→ **Set problem**: Copy the records below that start at "Exercise. Point to every instance of the willow" and end at "Exercise. Point to every instance of the blurred stadium", substituting "image" for every "photo" and changing nothing else. Omit the pictures from your copy.

════

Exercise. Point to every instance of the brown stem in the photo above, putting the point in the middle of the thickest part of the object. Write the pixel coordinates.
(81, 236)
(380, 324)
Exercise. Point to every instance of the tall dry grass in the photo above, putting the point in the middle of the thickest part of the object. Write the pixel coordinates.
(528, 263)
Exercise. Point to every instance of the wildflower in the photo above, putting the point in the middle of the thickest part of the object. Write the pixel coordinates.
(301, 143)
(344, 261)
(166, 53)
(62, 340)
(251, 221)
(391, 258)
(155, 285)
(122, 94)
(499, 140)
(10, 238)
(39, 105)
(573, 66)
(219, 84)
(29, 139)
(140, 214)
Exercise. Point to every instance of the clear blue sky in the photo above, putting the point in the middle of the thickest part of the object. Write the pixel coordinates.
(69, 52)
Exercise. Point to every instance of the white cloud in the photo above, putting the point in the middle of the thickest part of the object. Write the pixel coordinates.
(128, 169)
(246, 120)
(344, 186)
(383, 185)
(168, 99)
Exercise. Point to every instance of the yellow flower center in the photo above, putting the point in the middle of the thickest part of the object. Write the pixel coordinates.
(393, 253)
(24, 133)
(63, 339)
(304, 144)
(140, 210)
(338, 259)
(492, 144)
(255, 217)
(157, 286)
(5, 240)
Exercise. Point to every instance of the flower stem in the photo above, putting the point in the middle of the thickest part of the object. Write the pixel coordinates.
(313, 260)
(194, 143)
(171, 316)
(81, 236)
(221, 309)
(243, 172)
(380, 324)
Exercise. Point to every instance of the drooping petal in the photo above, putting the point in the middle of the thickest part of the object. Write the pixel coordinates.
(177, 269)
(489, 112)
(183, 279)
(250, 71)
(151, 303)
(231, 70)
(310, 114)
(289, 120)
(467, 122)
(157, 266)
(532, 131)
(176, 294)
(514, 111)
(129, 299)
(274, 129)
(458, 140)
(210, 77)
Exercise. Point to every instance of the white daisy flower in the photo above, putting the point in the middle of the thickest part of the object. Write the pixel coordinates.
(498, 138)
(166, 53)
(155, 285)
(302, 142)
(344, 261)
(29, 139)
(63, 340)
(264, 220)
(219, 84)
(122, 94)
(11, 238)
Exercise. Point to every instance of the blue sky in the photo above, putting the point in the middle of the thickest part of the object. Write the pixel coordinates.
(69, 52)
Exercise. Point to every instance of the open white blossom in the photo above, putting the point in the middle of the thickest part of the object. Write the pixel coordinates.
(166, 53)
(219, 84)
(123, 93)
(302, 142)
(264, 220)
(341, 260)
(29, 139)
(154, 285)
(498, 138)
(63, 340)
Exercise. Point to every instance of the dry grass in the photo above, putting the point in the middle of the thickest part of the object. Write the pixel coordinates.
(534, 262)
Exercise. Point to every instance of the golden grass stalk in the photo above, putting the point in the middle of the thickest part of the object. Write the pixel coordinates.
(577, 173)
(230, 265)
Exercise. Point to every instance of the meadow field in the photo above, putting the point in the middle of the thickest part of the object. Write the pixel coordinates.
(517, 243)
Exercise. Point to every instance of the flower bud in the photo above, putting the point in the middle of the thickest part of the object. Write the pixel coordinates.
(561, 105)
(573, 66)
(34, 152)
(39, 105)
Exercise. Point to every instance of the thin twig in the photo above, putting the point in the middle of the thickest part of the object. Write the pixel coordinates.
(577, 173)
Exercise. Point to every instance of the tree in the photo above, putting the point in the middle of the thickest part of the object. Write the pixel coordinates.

════

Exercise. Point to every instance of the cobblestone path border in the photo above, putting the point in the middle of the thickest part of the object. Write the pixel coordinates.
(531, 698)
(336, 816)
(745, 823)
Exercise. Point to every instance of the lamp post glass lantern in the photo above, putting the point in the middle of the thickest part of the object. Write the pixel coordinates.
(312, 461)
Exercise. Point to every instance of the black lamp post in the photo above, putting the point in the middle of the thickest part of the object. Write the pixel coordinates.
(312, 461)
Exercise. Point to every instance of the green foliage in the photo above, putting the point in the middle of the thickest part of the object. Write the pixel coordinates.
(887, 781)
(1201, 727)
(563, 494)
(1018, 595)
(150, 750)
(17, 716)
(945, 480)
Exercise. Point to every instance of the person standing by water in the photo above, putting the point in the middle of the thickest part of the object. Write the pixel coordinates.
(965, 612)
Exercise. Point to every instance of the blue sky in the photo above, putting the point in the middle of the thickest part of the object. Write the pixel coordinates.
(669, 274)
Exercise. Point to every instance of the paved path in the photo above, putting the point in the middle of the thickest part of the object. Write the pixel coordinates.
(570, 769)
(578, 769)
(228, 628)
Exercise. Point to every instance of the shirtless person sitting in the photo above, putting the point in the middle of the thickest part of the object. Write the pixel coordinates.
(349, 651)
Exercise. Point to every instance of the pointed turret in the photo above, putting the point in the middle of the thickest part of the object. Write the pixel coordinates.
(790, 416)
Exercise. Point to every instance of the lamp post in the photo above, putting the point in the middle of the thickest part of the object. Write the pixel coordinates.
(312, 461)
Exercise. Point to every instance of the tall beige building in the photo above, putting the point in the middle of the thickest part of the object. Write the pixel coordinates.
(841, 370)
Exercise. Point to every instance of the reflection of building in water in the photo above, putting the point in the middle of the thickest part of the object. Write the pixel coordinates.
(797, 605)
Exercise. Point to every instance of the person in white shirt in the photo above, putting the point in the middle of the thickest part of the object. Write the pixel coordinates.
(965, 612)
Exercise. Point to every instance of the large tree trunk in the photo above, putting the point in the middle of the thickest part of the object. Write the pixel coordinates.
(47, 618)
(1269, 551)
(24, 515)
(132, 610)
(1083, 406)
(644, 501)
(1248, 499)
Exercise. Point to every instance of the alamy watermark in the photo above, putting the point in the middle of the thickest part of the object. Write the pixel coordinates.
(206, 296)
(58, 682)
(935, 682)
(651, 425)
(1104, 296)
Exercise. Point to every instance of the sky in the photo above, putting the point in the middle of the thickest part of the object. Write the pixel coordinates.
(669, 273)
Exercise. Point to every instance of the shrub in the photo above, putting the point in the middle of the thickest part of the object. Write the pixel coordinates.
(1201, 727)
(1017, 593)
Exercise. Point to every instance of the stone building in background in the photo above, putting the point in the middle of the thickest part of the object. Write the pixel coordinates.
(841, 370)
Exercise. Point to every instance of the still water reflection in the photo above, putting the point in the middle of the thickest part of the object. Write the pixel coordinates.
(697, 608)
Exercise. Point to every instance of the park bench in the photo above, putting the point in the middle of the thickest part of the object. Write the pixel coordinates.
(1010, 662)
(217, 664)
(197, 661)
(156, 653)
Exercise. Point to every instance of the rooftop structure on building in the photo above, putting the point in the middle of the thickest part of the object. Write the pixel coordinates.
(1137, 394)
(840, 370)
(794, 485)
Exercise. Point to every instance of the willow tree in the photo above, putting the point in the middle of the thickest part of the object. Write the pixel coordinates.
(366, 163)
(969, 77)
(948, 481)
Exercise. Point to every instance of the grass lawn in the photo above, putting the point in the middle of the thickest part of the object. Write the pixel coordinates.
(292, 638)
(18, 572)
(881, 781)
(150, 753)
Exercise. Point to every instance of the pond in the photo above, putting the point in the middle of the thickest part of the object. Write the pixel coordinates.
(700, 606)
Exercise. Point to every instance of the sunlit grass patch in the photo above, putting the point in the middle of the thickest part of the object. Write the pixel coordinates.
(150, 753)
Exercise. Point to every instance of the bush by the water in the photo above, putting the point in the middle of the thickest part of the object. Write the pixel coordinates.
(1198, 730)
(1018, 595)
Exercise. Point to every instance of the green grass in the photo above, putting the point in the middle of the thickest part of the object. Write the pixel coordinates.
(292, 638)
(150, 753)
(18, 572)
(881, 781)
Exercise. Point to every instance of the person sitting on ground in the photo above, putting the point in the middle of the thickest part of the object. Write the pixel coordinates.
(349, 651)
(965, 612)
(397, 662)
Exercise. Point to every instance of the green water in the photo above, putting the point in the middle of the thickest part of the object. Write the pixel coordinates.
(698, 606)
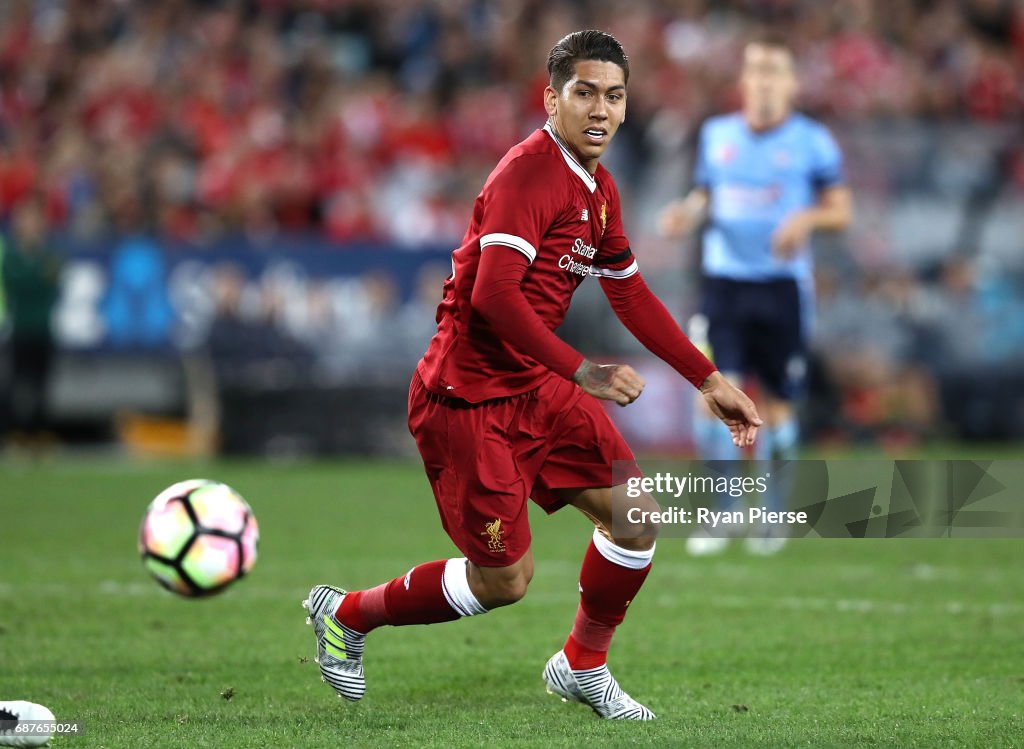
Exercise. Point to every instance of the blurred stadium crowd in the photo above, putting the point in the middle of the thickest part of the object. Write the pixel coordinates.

════

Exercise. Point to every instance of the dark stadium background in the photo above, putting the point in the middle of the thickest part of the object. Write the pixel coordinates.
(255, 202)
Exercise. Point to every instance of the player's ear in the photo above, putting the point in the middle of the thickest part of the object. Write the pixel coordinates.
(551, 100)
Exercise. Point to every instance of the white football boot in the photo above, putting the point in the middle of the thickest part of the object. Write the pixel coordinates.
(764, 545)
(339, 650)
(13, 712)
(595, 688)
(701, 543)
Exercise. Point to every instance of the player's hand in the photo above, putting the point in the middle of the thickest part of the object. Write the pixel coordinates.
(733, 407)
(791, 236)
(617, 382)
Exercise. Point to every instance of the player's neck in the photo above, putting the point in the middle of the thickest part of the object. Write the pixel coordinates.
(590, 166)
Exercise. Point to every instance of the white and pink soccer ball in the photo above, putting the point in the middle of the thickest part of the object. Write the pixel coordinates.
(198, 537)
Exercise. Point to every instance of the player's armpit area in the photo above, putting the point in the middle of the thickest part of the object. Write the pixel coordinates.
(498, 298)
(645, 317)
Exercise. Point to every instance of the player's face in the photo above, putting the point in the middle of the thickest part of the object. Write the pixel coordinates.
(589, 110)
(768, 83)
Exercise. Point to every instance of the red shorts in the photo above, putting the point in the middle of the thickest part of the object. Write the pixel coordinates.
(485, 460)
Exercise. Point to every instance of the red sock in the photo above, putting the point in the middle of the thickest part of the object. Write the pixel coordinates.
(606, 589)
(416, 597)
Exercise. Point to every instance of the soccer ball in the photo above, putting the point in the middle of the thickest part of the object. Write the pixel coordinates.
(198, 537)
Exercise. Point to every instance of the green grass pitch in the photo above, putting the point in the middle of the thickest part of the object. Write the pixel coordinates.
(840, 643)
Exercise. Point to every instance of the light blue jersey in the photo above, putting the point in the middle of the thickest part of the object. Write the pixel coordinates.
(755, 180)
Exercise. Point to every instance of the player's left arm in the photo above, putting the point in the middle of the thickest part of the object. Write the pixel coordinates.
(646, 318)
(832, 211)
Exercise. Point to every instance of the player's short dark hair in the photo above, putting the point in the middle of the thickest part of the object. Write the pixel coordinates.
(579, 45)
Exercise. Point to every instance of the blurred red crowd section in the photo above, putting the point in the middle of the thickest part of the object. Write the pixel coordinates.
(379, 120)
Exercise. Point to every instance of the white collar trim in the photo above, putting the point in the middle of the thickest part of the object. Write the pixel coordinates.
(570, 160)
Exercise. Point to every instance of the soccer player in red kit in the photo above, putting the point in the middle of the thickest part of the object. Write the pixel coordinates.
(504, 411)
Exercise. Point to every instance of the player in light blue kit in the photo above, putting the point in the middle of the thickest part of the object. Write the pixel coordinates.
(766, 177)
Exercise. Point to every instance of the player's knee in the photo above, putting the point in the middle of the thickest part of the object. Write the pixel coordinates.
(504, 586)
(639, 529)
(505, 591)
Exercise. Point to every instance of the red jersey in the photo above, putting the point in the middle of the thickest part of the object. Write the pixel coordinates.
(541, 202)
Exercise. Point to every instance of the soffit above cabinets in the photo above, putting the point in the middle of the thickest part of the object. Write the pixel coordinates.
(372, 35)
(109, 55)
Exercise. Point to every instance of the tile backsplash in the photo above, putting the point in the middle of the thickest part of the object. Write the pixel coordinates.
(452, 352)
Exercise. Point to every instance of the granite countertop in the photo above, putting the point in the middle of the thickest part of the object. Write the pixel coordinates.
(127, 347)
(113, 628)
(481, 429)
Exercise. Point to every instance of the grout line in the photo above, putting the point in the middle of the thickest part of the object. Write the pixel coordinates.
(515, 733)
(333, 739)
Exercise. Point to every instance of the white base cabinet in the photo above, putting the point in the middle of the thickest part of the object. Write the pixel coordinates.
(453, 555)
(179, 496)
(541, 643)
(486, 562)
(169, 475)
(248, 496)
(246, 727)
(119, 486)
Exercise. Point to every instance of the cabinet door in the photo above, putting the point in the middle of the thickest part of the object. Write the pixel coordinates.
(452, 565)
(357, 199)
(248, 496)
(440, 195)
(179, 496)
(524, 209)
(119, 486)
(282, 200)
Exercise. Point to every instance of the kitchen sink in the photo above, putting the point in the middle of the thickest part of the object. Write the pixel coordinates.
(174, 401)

════

→ **Solution for this task**:
Exercise. Point to every instance of the willow tree in the image above, putting the point in the middle of the thickest part of the object. Write the pixel coordinates.
(366, 163)
(969, 77)
(948, 481)
Exercise. Point to every instance of the grass lawn in the image above, putting the point in the middle of the thickest part of the object. Write the pixel coordinates.
(292, 638)
(18, 572)
(881, 781)
(150, 753)
Exercise. Point to every instance of the pond in the image above, putting the point in the middle of the thickest part of the object. Write the pixel coordinates.
(700, 606)
Exercise. Point to every instance of the sunlit grass patch in the image above, putting the point in the middle of the thickest part of the object. Write the pixel coordinates.
(150, 753)
Exercise. Point to every instance of the bush by the water in the image above, putting the point in the middle of the thickest part of the object. Write the pixel coordinates.
(1198, 730)
(1018, 595)
Exercise. Point to every instance of the green grass in the image above, putting the point in the middle of the thickest part of the object. Write the pixel coordinates.
(292, 638)
(150, 753)
(18, 572)
(881, 781)
Exercise. Point to every instance of the person sitting on ground in the image above, putting the point in the middle of the thickest part of the object. Write the pixel coordinates.
(349, 651)
(965, 612)
(397, 662)
Exercise. Point to every instance of the green water in the image above, putting the point in the middle of the thickest part of the object. Write the pixel coordinates.
(698, 606)
Exercise. Point to every instance of the blurred stadium crowd in the image above, putting the point in the middle of the thickest part of the object. Write the pixel coordinates.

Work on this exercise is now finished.